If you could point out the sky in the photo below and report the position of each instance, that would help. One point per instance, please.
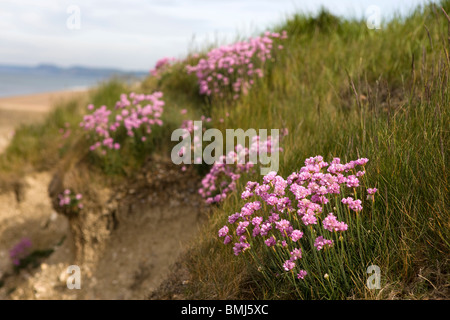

* * *

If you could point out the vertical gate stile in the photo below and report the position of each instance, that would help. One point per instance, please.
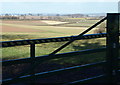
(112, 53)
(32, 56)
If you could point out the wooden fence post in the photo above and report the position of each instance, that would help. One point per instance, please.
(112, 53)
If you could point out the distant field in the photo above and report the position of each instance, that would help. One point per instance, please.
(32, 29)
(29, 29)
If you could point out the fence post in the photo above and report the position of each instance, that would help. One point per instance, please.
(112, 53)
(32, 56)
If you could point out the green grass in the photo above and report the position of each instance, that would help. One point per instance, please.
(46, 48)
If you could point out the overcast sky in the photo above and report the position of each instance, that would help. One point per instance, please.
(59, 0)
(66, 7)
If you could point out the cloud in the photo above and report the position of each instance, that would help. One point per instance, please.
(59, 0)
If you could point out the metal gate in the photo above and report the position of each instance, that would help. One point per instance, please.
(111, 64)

**SET PROBLEM**
Pick out every line above that contains the string "below", treating uppercase and lowercase as distinct.

**ANSWER TO THIS EXERCISE**
If you could point out the sky in the photo below and report the position of each instance, that would help. One point per instance, please.
If you could point out the vertical gate stile in the photo below and report the position of each instance, that would help. One point per instance, please.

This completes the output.